# [Extract]
As a reminder, a summary of the pre-recession trade is as follows: We are in a credit-based system, and as we approach recession and more people feel the pain, money will flow out of economic activity like starting a new business or expanding an existing business and instead head toward safe haven assets. Credit creation slows and money becomes tight. Blue chip stocks are safer than starting a new business, so stocks rally on the way into recession. Bond yields will fall as demand rises, oil and commodities should also fall due to softening demand, and bitcoin should rise as the ultimate safe haven asset. Note: no consideration should be given to Fed policy or M2. They are noise.
Unlike nearly every other macro analyst, I think the stock market rally was obvious for the above reasons. I’ve been talking about it since last year, at least since September 27, on this newsletter during the down slope at the end of Q3.
Treasury yields falling tells us money is getting tighter and more defensive.
Oil and other commodities are falling as demand weakens into recession. Here we see the Goldman Sachs Commodity Index falling below previous support to fresh 2-year lows. If you are a big believer in the consensus inflation narrative right now, these three charts together should shake you awake from your dream. A deflationary recession could hit as early as Q2 next year, but my forecast is still for an official start in Q3.
Bitcoin Price Update
Let’s do it! Let’s get into bitcoin and see where this bull market is headed!
Bitcoin decided to take a break at $44,000. My target remains the same of $48k, but since this brief consolidation is happening, we could blow right through to $50k or higher.
On the daily chart, bitcoin is finding support on the top of the previous channel. On my Bitcoin & Markets member Proton last Friday, I said $40k was a logical support level if we had a pull back. The price did not get extremely overheated on a daily perspective, resulting in the pull back not having much force — only 10% so far. If we would have gotten to $50k, the pull back would have been bigger, but again, $40k would have marked the 20% pull back area then: A good target in that case.
This slight correction matches the fundamentals as shown on our Dashboard posts. I pay close attention to the rate of change of the on-chain metrics. Two weeks ago, they started to slow, signaling a temporary pause in momentum. This is reflected in price by this brief, healthy dip.
From above, the movement in stocks and bonds mean the pre-recession trade is far from over. Bitcoin is in a macro bullish environment with extremely bullish fundamental events on the horizon — the ETF and halving. The deadline for the spot ETFs is only 28 days away, January 10, and has not been priced in.

# [Data block]
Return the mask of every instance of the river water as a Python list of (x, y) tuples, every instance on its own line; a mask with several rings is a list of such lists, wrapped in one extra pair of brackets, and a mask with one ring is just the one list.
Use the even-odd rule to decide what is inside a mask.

# [Written task 1]
Translate this sentence from the market commentary into Spanish: "Treasury yields falling tells us money is getting tighter and more defensive."
# [Written task 2]
Carry on writing the market commentary from the point where it ends.
The data is separate material that has no connection to the market commentary.

# [Exercise output 1]
La caída de los rendimientos del Tesoro nos indica que el dinero se está volviendo más escaso y más defensivo.

# [Exercise output 2]
Path from November CPI to December FOMC
I have an out-of-consensus view of inflation. We are in an overarching deflationary environment where the high rate of price increases is not sustainable. We have seen outright contractions in commercial bank credit (first time since Great Financial Crisis) and M2 (first time in at least 40 years). The deflationary wave that is about to hit us is going to be massive.
That’s the context in which I view CPI. We should expect CPI to continue to fall through the coming recession. This won’t fall in a straight line, but we should not bite-off on any reacceleration meme. That said, I understand the criticisms of CPI in general. It’s not perfect, but it is in-the-ballpark correct. Let’s not throw the baby out with the bath water.
After last month’s shock 0% print, I thought this month was going to be the same. The November headline number disappointed me a little, coming in at 0.1% MoM. That’s still under the 2% target when annualized. And if you annualize the last 3 months, you get 2.1%.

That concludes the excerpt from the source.